EXERCISE DETAILS:
Change "Tag a single point" to "Mark one point" wherever it appears in the rows below, and leave everything else untouched. Leave the pictures out of your answer.

[Photo-based point labeling data]
━━━━━━━━━━━━━━━━━━━━━━━━━━━━━━

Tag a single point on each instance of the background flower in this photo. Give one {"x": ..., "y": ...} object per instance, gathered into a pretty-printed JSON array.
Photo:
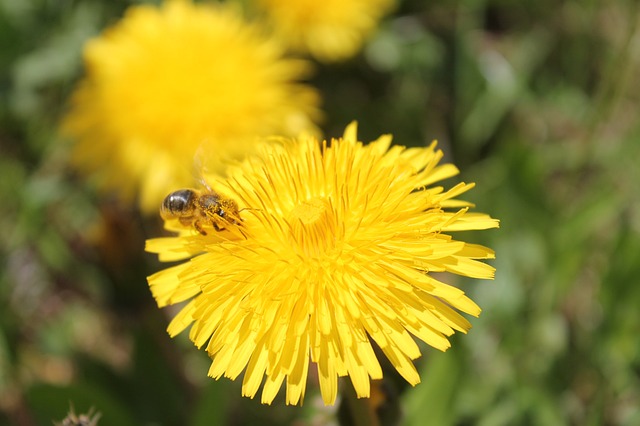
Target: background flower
[
  {"x": 330, "y": 30},
  {"x": 337, "y": 248},
  {"x": 166, "y": 80},
  {"x": 533, "y": 101}
]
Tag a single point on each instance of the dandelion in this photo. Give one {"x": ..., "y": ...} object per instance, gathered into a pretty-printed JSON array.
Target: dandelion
[
  {"x": 167, "y": 80},
  {"x": 330, "y": 30},
  {"x": 336, "y": 249}
]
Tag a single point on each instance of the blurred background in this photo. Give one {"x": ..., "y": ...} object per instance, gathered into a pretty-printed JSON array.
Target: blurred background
[{"x": 538, "y": 102}]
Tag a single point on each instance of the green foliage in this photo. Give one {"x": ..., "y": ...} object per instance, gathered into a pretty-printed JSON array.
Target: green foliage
[{"x": 535, "y": 101}]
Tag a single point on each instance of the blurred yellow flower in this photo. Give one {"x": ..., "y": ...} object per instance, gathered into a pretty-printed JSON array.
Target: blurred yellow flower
[
  {"x": 336, "y": 248},
  {"x": 166, "y": 80},
  {"x": 331, "y": 30}
]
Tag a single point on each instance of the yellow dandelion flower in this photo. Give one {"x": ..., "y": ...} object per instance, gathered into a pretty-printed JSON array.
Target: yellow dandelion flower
[
  {"x": 166, "y": 80},
  {"x": 335, "y": 250},
  {"x": 330, "y": 30}
]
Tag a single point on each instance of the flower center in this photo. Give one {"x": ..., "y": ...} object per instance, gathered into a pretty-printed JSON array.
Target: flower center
[{"x": 313, "y": 227}]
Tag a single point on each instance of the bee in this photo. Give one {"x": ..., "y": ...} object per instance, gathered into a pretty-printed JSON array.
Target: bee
[{"x": 199, "y": 208}]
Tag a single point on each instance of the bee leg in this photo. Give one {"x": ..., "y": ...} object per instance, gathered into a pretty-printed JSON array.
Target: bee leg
[{"x": 199, "y": 228}]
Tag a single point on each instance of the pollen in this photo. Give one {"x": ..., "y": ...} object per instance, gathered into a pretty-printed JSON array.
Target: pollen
[{"x": 313, "y": 227}]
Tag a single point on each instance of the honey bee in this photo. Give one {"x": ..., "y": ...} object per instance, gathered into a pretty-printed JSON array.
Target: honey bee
[{"x": 199, "y": 208}]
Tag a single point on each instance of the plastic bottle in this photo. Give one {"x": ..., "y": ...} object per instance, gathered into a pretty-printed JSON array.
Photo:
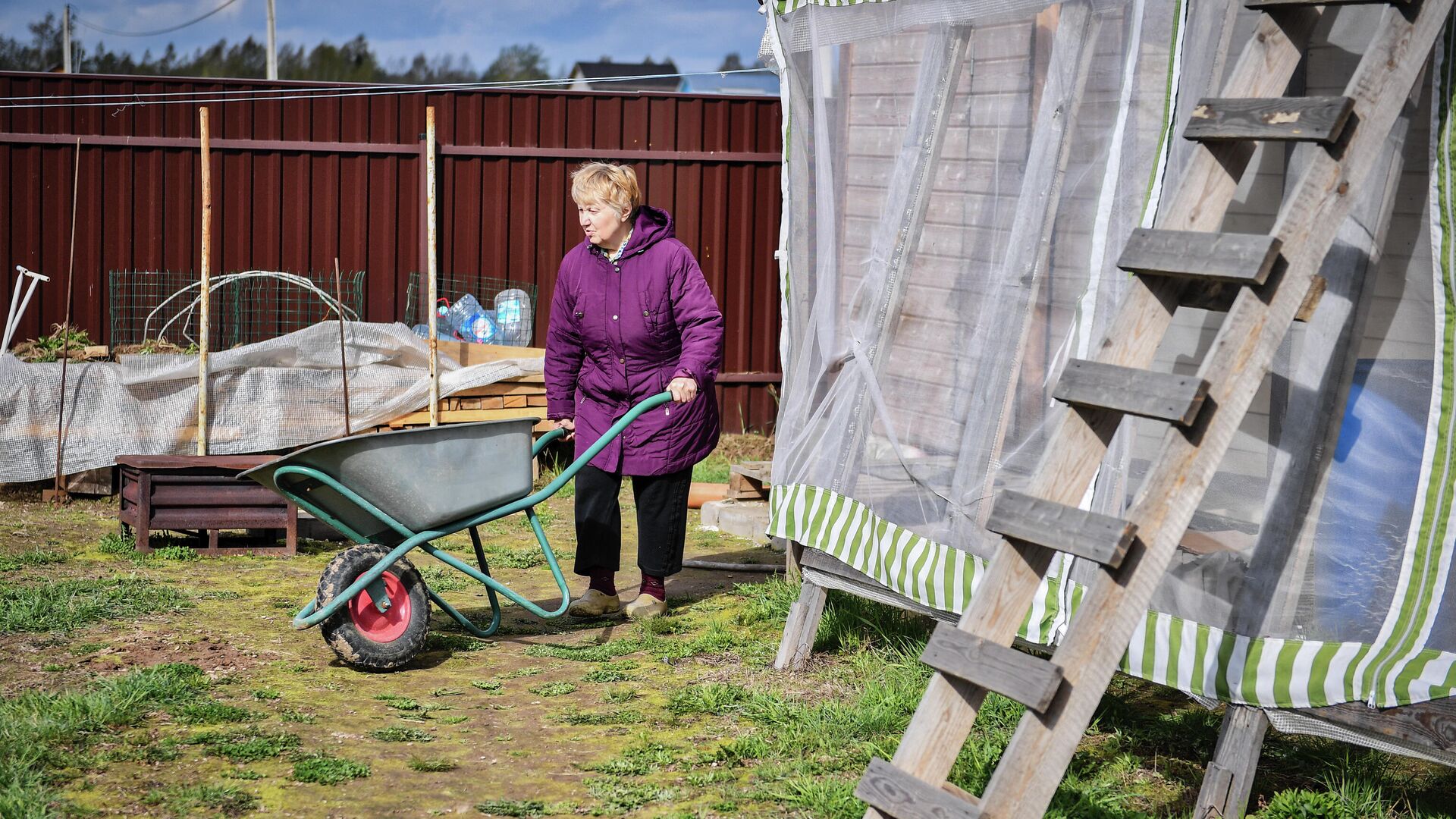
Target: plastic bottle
[{"x": 513, "y": 314}]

━━━━━━━━━━━━━━━━━━━━━━━━━━━━━━

RESULT:
Mark one point on each instance of the background flower in this photo. Give one {"x": ..., "y": ...} object per instance, gathered into a pretty-printed JSON array.
Photo:
Target: background flower
[
  {"x": 330, "y": 30},
  {"x": 337, "y": 248},
  {"x": 166, "y": 80},
  {"x": 533, "y": 101}
]
Mark one point on each instance of the dandelion in this photo. Give one {"x": ..., "y": ...} object per instance, gathered into a pretty-printed JSON array.
Target: dandelion
[
  {"x": 167, "y": 80},
  {"x": 330, "y": 30},
  {"x": 336, "y": 249}
]
Mark one point on each instance of the blurred background in this photo. Give one {"x": ..., "y": ...} object per instance, gathered into a pretty-printed JSON array.
Target: blurred background
[{"x": 538, "y": 102}]
Mark one point on each instance of the green foliage in this photo. Give one {"x": ..., "y": ...} object per instance, gathered into a pretty-printed JSON array.
Target: green foliage
[{"x": 535, "y": 101}]
Mark one point on each instance of the blurred yellow flower in this photo. Give one {"x": ..., "y": ...} object per instance, gathered into a pretty-printed JSON array.
Target: blurred yellow flower
[
  {"x": 336, "y": 248},
  {"x": 166, "y": 80},
  {"x": 331, "y": 30}
]
Mark one point on each instance of the yellow dandelion flower in this photo. Give one {"x": ..., "y": ...} object per instance, gathered into a pretty-printed JSON array.
Target: yellow dandelion flower
[
  {"x": 166, "y": 80},
  {"x": 335, "y": 250},
  {"x": 330, "y": 30}
]
Mark one point on each instance of the flower center in this photo. Give one {"x": ..., "y": ...} object per instance, gathered into a pretty-printed JSON array.
Target: flower center
[{"x": 313, "y": 227}]
Mark one point on each instance of the bee in this photo. Give one {"x": ..., "y": ...} object per instance, gathered into a pretty-printed JSON array.
Target: bee
[{"x": 199, "y": 208}]
Mark one point on each instance of the bee leg in this photo. Give one {"x": ..., "y": ...} object per instance, gathered into a pretty-printed JSON array.
Target: bee leg
[{"x": 199, "y": 228}]
Mark one point on each instance of the pollen in this photo. Give one {"x": ..., "y": ...} object per instance, gathered into a pretty-printed JSON array.
Target: pollen
[{"x": 313, "y": 227}]
Mark one point on each instance of the honey bee in this photo. Give one {"x": ..., "y": ...} object per instance, gathered into a pretty-printed JSON array.
Target: honey bee
[{"x": 199, "y": 208}]
Mark one point on each instance of the plastic bottle in this photo. Give one {"x": ..., "y": ...} object per instance, gathered into a pretty-printed JSON array.
Photo:
Target: plastic bottle
[{"x": 513, "y": 314}]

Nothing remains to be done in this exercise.